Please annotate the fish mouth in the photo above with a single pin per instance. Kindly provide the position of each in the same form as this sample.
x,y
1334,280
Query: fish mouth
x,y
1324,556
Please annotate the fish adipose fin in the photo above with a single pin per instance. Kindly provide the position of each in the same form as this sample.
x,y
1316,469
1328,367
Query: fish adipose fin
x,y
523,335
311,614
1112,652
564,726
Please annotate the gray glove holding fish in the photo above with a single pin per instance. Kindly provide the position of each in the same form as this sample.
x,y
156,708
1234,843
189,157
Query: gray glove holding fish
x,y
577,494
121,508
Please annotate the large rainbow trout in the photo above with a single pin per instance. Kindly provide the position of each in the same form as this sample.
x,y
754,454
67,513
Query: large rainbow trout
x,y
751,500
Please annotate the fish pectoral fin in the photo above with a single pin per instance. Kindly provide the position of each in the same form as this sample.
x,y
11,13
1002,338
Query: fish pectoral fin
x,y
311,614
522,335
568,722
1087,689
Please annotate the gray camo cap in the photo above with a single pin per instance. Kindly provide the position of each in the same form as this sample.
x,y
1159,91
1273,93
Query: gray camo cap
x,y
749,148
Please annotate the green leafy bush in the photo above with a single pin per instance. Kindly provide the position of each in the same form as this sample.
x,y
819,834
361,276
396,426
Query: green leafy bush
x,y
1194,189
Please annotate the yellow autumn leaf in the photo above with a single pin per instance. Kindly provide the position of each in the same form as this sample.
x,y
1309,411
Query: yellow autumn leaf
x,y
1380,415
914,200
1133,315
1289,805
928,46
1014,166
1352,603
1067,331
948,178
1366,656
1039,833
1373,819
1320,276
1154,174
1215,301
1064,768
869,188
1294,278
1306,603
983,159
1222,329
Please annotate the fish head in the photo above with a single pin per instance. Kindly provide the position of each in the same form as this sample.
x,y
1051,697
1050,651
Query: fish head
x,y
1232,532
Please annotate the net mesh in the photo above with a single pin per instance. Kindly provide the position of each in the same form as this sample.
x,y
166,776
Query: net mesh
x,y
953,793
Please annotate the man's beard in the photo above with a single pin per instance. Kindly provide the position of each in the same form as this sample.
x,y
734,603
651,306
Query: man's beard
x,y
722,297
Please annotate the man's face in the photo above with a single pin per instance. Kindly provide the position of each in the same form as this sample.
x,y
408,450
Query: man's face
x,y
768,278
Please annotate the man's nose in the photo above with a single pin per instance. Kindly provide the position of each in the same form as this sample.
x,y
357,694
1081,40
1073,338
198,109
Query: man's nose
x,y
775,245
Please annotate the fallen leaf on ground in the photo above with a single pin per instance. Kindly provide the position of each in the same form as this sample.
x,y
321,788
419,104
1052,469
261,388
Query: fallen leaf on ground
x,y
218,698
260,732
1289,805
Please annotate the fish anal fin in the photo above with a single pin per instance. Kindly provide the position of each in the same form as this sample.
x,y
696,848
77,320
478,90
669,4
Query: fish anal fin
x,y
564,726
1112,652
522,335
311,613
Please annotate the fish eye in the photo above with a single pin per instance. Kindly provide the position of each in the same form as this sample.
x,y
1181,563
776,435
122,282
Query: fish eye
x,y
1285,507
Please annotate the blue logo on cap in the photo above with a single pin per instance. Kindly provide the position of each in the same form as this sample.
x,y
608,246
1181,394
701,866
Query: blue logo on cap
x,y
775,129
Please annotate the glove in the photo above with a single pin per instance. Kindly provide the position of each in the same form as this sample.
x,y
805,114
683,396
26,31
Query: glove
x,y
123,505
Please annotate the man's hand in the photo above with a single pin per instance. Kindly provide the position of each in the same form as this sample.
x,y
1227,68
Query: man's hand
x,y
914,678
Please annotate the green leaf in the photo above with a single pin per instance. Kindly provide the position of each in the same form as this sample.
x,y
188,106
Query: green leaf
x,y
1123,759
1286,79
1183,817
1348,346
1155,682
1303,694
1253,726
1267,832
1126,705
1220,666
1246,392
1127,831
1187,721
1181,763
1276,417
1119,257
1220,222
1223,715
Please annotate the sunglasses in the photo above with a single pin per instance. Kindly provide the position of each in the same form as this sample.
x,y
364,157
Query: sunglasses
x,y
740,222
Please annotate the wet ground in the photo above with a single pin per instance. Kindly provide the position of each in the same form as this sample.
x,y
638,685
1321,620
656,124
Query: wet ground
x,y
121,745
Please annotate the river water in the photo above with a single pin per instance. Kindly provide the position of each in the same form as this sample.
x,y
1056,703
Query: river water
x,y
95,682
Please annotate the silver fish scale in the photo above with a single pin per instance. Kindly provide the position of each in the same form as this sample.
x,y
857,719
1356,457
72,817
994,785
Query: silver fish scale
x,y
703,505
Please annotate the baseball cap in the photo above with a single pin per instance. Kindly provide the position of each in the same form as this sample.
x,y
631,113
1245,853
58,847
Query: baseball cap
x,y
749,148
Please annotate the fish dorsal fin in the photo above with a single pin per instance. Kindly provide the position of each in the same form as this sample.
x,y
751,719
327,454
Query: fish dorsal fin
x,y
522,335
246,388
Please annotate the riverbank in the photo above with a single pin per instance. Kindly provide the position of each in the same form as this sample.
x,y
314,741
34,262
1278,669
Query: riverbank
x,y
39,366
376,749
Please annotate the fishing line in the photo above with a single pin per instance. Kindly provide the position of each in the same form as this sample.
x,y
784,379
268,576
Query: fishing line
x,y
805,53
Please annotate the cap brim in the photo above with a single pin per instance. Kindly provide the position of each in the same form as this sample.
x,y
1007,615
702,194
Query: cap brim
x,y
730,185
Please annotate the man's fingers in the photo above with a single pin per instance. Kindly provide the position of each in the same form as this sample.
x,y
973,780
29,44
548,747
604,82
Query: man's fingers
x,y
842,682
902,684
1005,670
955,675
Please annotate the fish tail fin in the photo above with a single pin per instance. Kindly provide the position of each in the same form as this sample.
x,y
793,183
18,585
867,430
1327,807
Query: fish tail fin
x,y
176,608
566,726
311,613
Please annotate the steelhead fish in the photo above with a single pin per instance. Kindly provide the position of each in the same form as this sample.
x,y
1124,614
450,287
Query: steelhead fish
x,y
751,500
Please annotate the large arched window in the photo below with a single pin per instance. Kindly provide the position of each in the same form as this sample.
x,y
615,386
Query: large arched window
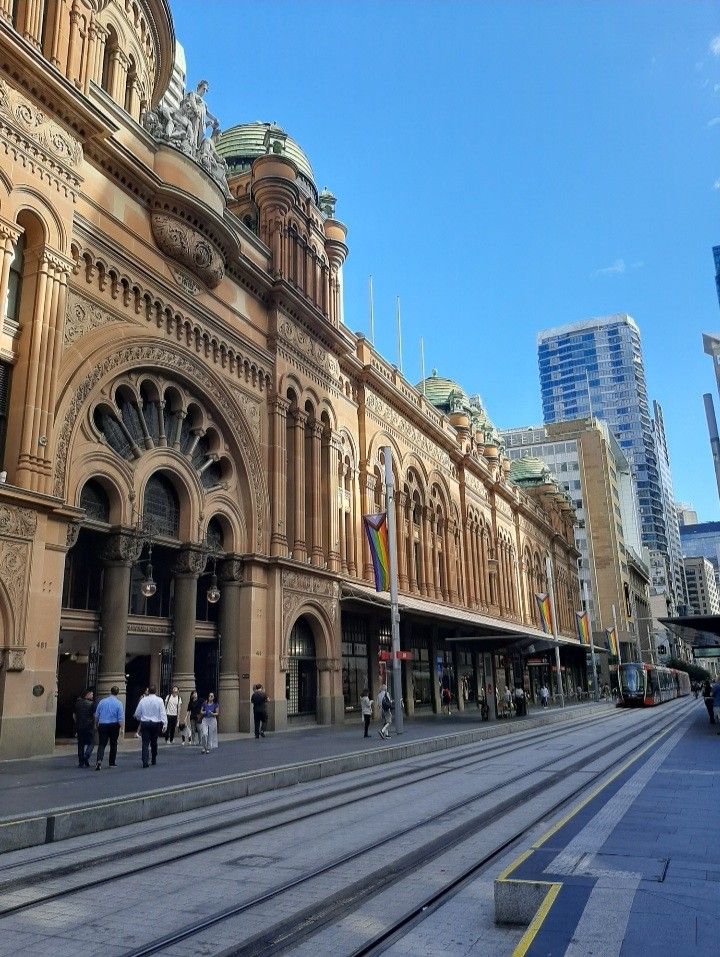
x,y
161,507
95,501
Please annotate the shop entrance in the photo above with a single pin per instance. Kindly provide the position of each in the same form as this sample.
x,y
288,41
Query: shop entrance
x,y
301,677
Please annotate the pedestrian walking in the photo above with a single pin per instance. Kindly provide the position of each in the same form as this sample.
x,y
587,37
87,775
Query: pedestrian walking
x,y
708,698
366,711
84,719
385,707
173,705
109,718
194,717
208,729
258,699
152,716
716,702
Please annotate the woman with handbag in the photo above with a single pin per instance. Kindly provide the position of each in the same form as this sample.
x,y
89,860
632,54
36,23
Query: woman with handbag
x,y
208,732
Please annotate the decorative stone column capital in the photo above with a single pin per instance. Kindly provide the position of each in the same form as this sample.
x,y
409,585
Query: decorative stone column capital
x,y
122,547
190,560
231,569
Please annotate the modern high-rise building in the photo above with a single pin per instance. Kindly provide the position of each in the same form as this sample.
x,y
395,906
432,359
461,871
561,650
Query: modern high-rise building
x,y
583,456
595,368
702,586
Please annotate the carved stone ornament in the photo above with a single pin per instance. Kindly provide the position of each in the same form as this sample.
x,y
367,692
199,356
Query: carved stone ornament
x,y
189,248
160,357
17,521
32,123
122,547
309,349
190,561
82,316
231,570
184,128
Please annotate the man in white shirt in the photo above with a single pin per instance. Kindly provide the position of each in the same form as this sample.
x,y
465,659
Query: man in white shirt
x,y
152,716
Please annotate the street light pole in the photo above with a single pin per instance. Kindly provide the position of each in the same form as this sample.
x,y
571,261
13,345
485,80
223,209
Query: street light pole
x,y
394,610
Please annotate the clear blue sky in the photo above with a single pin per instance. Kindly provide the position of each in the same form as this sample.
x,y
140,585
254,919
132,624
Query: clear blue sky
x,y
502,167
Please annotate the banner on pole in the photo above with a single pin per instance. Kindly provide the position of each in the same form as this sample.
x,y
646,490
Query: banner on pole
x,y
545,612
376,529
583,625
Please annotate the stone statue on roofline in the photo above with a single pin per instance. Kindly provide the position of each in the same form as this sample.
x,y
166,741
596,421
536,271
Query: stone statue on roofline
x,y
185,127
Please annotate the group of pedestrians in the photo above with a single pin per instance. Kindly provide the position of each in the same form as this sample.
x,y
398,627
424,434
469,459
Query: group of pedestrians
x,y
197,723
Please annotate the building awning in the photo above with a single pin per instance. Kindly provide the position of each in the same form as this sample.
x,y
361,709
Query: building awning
x,y
699,631
491,632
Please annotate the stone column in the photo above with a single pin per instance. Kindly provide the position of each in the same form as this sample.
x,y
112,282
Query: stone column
x,y
316,434
189,565
278,423
121,550
299,545
230,622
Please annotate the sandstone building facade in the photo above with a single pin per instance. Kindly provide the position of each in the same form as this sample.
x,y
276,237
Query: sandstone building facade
x,y
183,413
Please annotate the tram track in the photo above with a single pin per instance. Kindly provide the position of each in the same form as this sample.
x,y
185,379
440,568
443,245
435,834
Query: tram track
x,y
11,881
287,934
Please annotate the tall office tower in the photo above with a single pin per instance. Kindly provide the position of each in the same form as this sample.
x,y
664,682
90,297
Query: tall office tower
x,y
596,368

:::::

## STATED TASK:
Rewrite the records from the line containing "Please annotate the tram" through the end of the records, replacing "tall office tower" with "glass skyscraper" and changing nothing else.

## CORRECT OUTPUT:
Please annotate the tram track in the photo above with a single pin per instance. Kindly provide the position of each in the same form as this sample.
x,y
185,379
440,568
443,245
435,834
Query: tram track
x,y
11,881
287,934
Please annotate the glass skyscraper in the photo above with a single pin per instance. Kindly provide the position of each in the same form as this sample.
x,y
664,682
90,297
Query: glass skyscraper
x,y
596,368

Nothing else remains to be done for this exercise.